**DOCUMENT TEXT**
(void) printf vs printf

M

Malcolm

SM Ryan said:
What I'm wonderring is how do you report an error if printf doesn't
work? I usually use printf or fprintf or perror to print errors. If
the printf doesn't work how do you report the printf doesn't work?
exit(EXIT_FAILURE);
 
M

Malcolm

Christian Bau said:
printf returns a value.

When a function returns a value, and the programmer ignores the code, I
would want to know why. There are usually two explanations: The
programmer made a mistake ignoring the return value, or the programmer
did ignore the return value on purpose. When you write

printf (...);

I have no idea if you wanted to ignore the return value or not. If you
write

(void) printf (...);

it tells me that the programmer knew that printf returns a value, and
made a conscious decision to ignore that value. Do some professional
programming, try finding a few bugs in a million lines of other people's
code, and you will appreciate such things.

**SET TASKS**
- a) Reproduce the passage of the printf discussion between "(void) printf vs" and "printf doesn't work?", inclusive.
- b) Translate this sentence from the printf discussion into French: "Do some professional programming, try finding a few bugs in a million lines of other people's code, and you will appreciate such things."
- c) Write what comes next in the discussion of casting printf to void, picking up right after its final sentence.

Raw records:
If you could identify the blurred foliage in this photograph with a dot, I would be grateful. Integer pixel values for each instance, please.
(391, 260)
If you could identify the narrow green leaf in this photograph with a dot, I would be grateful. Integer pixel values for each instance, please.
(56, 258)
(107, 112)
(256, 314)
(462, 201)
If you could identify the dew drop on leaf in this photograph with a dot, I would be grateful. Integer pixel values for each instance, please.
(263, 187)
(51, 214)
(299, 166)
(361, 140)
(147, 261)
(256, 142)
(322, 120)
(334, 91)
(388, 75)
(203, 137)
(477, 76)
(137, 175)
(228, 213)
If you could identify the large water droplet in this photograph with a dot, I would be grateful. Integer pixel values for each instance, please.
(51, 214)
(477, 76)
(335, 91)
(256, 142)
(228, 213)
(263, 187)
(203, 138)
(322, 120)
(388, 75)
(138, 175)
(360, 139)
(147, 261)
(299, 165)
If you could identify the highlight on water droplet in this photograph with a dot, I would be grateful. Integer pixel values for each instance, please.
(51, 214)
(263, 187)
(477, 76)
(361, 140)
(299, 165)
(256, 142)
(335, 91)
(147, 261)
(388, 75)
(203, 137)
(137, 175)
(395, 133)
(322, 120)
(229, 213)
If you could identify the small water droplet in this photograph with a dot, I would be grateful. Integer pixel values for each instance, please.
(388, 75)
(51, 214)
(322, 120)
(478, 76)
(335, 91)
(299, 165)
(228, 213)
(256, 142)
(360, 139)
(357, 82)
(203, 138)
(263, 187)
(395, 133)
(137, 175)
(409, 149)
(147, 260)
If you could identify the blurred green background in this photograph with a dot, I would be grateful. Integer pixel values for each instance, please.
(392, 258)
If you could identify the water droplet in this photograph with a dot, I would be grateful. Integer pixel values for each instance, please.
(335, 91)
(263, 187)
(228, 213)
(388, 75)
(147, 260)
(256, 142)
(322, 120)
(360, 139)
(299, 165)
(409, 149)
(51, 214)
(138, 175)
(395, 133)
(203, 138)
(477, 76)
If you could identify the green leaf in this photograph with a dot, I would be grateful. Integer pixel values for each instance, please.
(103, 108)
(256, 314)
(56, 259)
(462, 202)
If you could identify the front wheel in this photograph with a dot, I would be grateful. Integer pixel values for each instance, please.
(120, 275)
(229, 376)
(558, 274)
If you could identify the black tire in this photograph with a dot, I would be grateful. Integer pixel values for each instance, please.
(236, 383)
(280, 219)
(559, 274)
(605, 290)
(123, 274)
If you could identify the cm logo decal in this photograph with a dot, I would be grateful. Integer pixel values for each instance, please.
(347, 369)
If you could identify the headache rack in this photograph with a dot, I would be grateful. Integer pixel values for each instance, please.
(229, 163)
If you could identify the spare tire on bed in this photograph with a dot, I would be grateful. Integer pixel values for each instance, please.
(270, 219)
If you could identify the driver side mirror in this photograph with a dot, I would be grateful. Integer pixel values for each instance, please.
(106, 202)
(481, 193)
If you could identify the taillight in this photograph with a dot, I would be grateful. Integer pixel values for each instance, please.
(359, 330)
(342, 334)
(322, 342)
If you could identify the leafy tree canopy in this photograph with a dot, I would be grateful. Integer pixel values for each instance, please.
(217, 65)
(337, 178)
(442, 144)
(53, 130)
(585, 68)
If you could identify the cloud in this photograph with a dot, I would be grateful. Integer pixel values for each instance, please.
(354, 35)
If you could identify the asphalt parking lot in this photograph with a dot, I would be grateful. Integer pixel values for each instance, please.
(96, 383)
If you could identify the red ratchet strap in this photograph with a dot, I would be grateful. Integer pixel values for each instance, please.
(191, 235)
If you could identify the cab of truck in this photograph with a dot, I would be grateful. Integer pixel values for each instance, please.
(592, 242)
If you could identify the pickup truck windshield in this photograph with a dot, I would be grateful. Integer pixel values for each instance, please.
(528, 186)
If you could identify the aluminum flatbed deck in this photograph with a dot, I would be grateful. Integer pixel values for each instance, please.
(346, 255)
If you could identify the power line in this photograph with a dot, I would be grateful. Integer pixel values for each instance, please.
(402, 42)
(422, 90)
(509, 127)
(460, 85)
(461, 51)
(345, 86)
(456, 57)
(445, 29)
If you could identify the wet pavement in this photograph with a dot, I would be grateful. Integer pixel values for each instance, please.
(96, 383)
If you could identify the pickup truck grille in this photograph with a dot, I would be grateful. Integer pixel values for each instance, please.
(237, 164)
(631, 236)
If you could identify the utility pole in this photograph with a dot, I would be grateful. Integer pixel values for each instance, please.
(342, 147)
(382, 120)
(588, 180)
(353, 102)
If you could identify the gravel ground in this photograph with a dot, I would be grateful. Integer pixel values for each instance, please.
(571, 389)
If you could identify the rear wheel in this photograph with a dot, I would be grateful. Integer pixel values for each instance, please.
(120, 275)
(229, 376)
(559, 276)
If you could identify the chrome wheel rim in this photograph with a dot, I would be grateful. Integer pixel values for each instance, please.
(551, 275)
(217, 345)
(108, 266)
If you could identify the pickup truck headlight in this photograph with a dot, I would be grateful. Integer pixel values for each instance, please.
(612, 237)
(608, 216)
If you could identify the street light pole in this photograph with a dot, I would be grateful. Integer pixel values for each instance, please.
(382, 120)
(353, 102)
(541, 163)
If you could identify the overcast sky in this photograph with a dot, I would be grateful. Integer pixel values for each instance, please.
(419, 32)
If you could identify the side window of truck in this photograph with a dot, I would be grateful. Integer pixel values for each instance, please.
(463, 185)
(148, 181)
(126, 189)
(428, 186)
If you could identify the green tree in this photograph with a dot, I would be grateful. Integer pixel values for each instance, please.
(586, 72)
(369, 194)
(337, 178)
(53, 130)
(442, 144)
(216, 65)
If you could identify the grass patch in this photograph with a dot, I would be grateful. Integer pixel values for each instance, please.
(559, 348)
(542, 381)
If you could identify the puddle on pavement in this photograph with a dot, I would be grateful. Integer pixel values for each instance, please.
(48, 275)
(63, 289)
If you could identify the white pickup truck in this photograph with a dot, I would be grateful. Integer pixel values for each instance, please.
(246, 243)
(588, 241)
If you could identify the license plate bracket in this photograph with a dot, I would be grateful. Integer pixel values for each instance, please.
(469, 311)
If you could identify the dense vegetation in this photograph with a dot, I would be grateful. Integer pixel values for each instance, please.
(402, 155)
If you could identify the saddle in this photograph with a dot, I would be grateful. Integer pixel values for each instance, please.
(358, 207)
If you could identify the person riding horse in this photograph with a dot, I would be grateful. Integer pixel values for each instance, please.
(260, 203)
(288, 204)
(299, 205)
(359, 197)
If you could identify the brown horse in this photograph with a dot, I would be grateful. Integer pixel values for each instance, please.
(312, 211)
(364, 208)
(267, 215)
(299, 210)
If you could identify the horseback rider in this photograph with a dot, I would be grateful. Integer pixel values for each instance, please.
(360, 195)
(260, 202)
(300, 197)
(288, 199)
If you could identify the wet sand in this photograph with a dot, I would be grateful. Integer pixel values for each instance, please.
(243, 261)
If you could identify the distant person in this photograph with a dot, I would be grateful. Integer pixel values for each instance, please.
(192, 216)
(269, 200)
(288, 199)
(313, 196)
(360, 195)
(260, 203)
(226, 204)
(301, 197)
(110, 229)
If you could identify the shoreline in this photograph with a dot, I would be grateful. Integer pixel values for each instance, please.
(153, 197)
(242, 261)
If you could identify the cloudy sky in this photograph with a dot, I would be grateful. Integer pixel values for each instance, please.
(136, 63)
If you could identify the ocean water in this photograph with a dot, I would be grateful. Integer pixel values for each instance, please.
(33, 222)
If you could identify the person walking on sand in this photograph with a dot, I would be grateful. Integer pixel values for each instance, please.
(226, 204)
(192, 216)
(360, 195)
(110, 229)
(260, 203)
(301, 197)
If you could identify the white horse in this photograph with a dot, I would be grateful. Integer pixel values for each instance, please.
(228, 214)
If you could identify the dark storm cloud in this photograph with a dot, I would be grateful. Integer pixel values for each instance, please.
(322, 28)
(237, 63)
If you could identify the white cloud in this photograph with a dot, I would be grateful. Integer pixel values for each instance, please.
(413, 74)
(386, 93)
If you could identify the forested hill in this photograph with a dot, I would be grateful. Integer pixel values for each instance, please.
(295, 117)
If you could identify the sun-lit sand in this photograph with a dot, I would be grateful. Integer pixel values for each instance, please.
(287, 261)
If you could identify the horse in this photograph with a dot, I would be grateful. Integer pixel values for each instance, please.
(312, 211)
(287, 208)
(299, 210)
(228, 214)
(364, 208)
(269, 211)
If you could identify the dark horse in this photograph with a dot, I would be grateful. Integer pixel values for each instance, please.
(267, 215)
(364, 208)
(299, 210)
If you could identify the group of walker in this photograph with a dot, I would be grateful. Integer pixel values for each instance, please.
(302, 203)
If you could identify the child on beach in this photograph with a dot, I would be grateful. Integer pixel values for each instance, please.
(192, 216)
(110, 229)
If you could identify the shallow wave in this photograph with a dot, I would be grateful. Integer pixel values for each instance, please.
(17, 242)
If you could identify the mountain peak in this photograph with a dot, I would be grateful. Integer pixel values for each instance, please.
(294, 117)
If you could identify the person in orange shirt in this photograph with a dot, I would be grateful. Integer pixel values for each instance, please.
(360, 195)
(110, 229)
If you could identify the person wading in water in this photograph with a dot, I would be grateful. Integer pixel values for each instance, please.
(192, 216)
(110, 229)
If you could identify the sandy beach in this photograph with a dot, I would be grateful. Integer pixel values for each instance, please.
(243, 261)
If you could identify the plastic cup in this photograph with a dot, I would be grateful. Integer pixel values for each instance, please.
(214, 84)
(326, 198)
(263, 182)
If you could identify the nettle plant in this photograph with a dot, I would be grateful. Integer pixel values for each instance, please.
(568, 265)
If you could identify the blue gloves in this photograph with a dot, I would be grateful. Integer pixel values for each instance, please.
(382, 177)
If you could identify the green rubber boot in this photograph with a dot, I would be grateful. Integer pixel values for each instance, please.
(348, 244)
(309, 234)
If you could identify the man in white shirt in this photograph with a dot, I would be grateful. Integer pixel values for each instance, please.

**ANSWERS BY TASK**
- a)
(void) printf vs printf

M

Malcolm

SM Ryan said:
What I'm wonderring is how do you report an error if printf doesn't
work? I usually use printf or fprintf or perror to print errors. If
the printf doesn't work how do you report the printf doesn't work?

- b) Faites un peu de programmation professionnelle, essayez de trouver quelques bogues dans un million de lignes de code écrit par d'autres, et vous apprécierez ce genre de choses.

- c)
You have a point here.

printf() is actually a bad example, since everyone knows what the fucntion
does, and that it is unusual to be interested in the return value.
However if functionx return a value, then normally you would expect that
value to be useful. It is quite common for functions to return error codes,
and for sloppy programmers to neglect to check the error. So an explicit
cast would be useful.

The problem is that if you impose this a standard then the sloppy
programmers might just get into the habit of writing (void) anyway.

(void) functionx(x, y);

is also hard on the eye.
By itself the cast doesn't detract too much from readbility, but just look
at this

(void) glib_MoveMouseCursor( (float) cursor.x_loc, (float) cursor.y_loc);

Now we've got something pretty unreadable, highly error-prone, and what is
making it that way is the casts and structure member names that are intended
as aids to the programmer.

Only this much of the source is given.